### Material
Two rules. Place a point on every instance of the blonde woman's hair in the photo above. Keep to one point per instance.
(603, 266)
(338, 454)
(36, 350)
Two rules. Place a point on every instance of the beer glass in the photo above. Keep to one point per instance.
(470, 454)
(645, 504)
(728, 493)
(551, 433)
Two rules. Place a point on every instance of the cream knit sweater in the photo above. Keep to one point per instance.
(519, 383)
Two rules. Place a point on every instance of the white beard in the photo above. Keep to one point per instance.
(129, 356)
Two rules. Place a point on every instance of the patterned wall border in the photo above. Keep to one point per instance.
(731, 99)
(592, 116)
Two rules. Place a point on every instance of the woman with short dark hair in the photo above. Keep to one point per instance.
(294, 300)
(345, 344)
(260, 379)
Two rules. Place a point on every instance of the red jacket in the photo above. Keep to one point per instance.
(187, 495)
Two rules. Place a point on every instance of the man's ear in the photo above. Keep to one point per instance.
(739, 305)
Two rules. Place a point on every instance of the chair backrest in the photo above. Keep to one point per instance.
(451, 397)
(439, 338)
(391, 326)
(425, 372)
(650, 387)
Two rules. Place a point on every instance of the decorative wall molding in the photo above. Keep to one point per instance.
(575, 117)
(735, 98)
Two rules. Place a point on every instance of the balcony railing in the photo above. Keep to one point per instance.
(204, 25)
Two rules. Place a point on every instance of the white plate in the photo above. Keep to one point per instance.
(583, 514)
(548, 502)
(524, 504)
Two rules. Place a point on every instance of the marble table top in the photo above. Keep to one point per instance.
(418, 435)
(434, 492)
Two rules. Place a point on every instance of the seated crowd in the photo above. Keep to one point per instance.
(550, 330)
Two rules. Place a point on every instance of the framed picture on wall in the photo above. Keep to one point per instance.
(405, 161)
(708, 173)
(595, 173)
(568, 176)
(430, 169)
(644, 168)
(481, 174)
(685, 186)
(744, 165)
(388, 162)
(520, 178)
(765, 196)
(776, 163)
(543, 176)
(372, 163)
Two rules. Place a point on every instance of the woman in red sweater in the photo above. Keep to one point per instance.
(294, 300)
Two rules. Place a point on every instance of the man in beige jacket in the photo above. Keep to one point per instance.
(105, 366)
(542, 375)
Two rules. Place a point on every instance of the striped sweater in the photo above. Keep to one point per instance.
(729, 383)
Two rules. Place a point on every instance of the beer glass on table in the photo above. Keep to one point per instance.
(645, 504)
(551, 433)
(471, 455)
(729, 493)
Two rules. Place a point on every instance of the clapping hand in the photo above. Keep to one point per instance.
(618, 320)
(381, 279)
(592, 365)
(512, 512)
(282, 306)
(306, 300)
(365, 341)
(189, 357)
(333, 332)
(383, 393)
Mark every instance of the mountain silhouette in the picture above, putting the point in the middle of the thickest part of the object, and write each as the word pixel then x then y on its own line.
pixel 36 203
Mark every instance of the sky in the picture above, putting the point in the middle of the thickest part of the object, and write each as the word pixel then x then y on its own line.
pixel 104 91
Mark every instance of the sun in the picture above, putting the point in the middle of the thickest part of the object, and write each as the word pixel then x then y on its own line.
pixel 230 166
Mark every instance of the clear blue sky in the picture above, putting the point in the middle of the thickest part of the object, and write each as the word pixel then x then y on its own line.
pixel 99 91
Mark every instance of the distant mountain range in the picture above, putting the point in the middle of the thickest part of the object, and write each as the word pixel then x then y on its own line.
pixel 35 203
######
» **Task statement**
Repeat all the entries word for word.

» **The result**
Two rules. Place a point on every instance of the blonde woman's hair in the photo above. Keep to one point per instance.
(603, 266)
(338, 454)
(36, 350)
Two rules. Place a point on every instance of the beer glass in the photo above. Keep to one point per instance.
(470, 454)
(645, 504)
(728, 493)
(551, 433)
Two rules. Place a point on every instance of the cream knit sweater in the photo above. Keep to one point per instance.
(519, 383)
Two rules. Place a point on every instance of the white beard in the photo above. Keep to one point per instance.
(129, 356)
Two rules. Place a point on every instance of the patterned wall border in the photo above. Keep to one point per instance.
(731, 99)
(592, 116)
Two rules. Place a point on every instance of the woman with short dark hair in the photo above. Keep to one point per instance.
(294, 300)
(345, 344)
(260, 379)
Two rules. Place a point on every instance of the red jacket in the photo above. Keep to one point per instance.
(187, 495)
Two rules. Place a point on every instance of the man's ear in the photo above. Keep to one point per instance.
(739, 305)
Two rules. Place a point on every instance of the chair backrest in the photo above. Keep to one point per instance.
(451, 397)
(439, 338)
(391, 326)
(425, 372)
(650, 387)
Two rules. Place a point on every instance of the decorative wall molding in the photo above. Keep to one point per instance.
(575, 117)
(735, 98)
Two rules. Place a point on every instance of the balcony railing in the photo above. Keep to one point per instance.
(204, 25)
Two rules. Place a point on every instance of the white plate in the photo above. Keep to one point per instance.
(583, 514)
(548, 502)
(524, 504)
Two rules. Place a point on every instance of the marble table top in the photo above. Keep to one point per instance.
(418, 435)
(434, 492)
Two rules. Place a point on every instance of the seated crowd in the photo above. Keep to one point per instance.
(550, 330)
Two rules. Place a point on every instance of the framed picture on wall in the photo above. Keep to one point per instance.
(405, 161)
(708, 173)
(595, 173)
(568, 176)
(430, 169)
(644, 168)
(481, 174)
(685, 186)
(744, 165)
(388, 162)
(520, 178)
(765, 196)
(776, 163)
(543, 176)
(372, 163)
Two rules. Place a point on every instance of the woman in red sweater in the photo above. Keep to one point per instance.
(294, 300)
Two rules. Place a point on every instance of the man in beige jacket in the photo above. Keep to one point per instance.
(105, 366)
(542, 375)
Two rules. Place a point on every instance of the striped sweater in the photo above. Keep to one point per instance.
(729, 383)
Two rules. Place a point on every instance of the beer glass on table in the photo above. Keep to one point per instance.
(645, 504)
(551, 433)
(471, 455)
(729, 493)
Two rules. Place a point on every instance of the clapping hand in the photo above. Keep to one point per instance.
(618, 320)
(381, 279)
(592, 365)
(512, 512)
(282, 306)
(306, 300)
(365, 341)
(189, 357)
(333, 332)
(383, 393)
Mark every instance of the mountain silhouette in the picture above, putting the point in the middle of the thickest part of the object, and write each as the word pixel then x then y on its own line.
pixel 36 203
Mark every instance of the sky in the picture above, putting the point in the middle of the thickest part of the object, and write each as the word pixel then x then y on its own line.
pixel 104 91
Mark every instance of the sun in the picture above, putting the point in the middle of the thickest part of the object, and write each as the word pixel then x then y on its own line.
pixel 230 166
Mark every instance of the clear blue sky in the picture above, putting the point in the middle of the thickest part of the object, and write each as the word pixel then x then y on its own line.
pixel 99 91
Mark every instance of the distant mountain range in the picture above, putting the point in the middle of the thickest part of the object, and write each as the word pixel then x then y on its own line.
pixel 35 203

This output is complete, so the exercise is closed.